* **Quoted passage**:

** START **

Bayshore parking garage security video of collapse
When it comes to maintenance, State Rep. Darrin Madison (D-Madison) said there’s no requirement to inspect parking structures after they’re built unless they're altered or there’s a safety complaint, issuing this statement Feb. 24:
"I am very grateful that no one was hurt in the incident. Safe communities are my top priority and I recognize that this could have been much worse. I am working with stakeholders at the local and state level to find solutions that prevent something like this from happening again.
Parking structures are considered ‘public buildings’ within state statutes 101.01 (12) and are therefore governed by the Commercial Building Code. Current statute requires building inspections when a building is constructed or altered. There is no requirement for public buildings to be inspected after construction unless it is altered or if there has been a complaint about the building’s safety.

** END **

* **Work required**: According to the passage on the Bayshore parking garage collapse, list every circumstance in which a parking structure must be inspected. The records that follow come from a different source than the text above.

* **Dataset records**:

** START **

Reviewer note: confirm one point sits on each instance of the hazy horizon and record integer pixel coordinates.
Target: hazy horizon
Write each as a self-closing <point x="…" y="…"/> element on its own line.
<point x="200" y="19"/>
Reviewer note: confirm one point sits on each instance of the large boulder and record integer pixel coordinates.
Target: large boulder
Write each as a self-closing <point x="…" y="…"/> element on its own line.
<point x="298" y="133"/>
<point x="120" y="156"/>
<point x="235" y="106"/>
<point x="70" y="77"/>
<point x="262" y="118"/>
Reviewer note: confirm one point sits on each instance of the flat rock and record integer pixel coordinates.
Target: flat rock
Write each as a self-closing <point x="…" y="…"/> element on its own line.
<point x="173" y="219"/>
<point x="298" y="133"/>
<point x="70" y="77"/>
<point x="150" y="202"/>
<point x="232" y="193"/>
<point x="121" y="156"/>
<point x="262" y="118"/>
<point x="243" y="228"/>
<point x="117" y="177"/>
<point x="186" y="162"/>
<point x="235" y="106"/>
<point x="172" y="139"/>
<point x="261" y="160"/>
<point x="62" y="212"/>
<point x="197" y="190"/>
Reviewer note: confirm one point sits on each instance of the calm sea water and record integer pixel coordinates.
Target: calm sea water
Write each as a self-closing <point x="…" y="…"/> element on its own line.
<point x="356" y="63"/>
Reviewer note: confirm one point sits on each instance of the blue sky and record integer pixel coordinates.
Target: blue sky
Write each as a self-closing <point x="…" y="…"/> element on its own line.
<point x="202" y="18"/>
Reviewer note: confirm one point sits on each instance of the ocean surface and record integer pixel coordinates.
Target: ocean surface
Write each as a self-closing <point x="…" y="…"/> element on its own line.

** END **

* **Solution to this task**:
- When the building is constructed
- When the building is altered
- When there has been a complaint about the building's safety